Requirement: Word for word, print all of the entries below.

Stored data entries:
━━━━
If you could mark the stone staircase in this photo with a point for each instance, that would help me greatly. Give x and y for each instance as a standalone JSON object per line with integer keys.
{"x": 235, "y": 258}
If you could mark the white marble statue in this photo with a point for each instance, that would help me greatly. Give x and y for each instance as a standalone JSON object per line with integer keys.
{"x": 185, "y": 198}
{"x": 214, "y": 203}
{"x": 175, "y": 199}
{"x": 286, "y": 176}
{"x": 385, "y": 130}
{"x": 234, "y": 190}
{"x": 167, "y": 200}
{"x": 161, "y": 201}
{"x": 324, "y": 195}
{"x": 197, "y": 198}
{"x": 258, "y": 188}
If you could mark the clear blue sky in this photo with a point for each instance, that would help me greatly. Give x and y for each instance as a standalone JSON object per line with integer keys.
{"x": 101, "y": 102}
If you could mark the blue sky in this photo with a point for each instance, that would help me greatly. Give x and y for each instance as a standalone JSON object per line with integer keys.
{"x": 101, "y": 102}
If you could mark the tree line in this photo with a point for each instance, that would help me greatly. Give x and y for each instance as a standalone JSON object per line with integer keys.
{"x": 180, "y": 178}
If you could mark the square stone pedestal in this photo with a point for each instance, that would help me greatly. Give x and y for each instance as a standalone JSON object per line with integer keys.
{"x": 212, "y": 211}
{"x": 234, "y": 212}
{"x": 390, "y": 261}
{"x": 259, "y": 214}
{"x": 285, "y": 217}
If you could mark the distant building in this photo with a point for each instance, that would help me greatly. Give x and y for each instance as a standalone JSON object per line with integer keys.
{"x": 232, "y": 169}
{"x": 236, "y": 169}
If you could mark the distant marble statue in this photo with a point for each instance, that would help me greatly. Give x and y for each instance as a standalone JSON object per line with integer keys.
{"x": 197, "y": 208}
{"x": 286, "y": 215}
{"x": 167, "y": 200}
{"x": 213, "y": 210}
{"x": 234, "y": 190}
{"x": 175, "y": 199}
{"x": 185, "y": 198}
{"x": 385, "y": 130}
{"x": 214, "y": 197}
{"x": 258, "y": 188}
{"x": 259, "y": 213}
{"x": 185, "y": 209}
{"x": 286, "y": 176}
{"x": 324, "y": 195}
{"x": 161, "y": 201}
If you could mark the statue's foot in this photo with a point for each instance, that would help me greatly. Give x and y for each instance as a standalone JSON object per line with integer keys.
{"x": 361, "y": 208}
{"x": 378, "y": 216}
━━━━
Output for this task:
If you could mark the stone staircase in this photo with a point for each instance, that would help me greatly. Give x and y for each instance as a standalone JSON object per line with integer keys.
{"x": 235, "y": 258}
If you could mark the white marble statue in this photo with a point for each instance, that would help me greatly. Give x and y for each instance as a standalone JSON object per line with integer keys.
{"x": 185, "y": 198}
{"x": 214, "y": 203}
{"x": 175, "y": 199}
{"x": 286, "y": 176}
{"x": 385, "y": 130}
{"x": 234, "y": 190}
{"x": 167, "y": 200}
{"x": 161, "y": 201}
{"x": 324, "y": 195}
{"x": 197, "y": 198}
{"x": 258, "y": 188}
If you could mark the clear blue sky in this photo with a point for each instance, that would help me greatly. Give x and y for each instance as a standalone JSON object per line with integer keys.
{"x": 101, "y": 102}
If you could mark the blue sky in this photo with a point for each instance, that would help me greatly. Give x and y for each instance as a standalone JSON object per line with integer keys.
{"x": 101, "y": 102}
If you could mark the tree line in this photo with a point for each instance, that would help me greatly. Give x and y for each instance as a standalone JSON object per line with integer keys.
{"x": 180, "y": 178}
If you could mark the square stone pedestal in this photo with a point for each instance, that would help me greatly. Give x and y for each instance as a standalone JSON object per line with integer keys.
{"x": 212, "y": 211}
{"x": 234, "y": 212}
{"x": 390, "y": 261}
{"x": 259, "y": 214}
{"x": 285, "y": 217}
If you could mark the distant building in this photo with a point for each instance, that would help me greatly. Give x and y for each instance as a standalone JSON object per line with integer keys.
{"x": 232, "y": 169}
{"x": 236, "y": 169}
If you could mark the distant marble statue in this photo with a point for each instance, that would help me greatly. Give x and y for each instance as a standalone JSON object per line with integer keys.
{"x": 197, "y": 208}
{"x": 286, "y": 215}
{"x": 167, "y": 200}
{"x": 213, "y": 210}
{"x": 234, "y": 190}
{"x": 175, "y": 199}
{"x": 185, "y": 198}
{"x": 385, "y": 130}
{"x": 214, "y": 197}
{"x": 258, "y": 188}
{"x": 259, "y": 213}
{"x": 185, "y": 209}
{"x": 286, "y": 176}
{"x": 324, "y": 195}
{"x": 161, "y": 201}
If you could mark the statue's foot in this photo with a point for each instance, that would help me greatly. Give x and y for each instance as a standalone JSON object per line with integer keys.
{"x": 361, "y": 208}
{"x": 378, "y": 216}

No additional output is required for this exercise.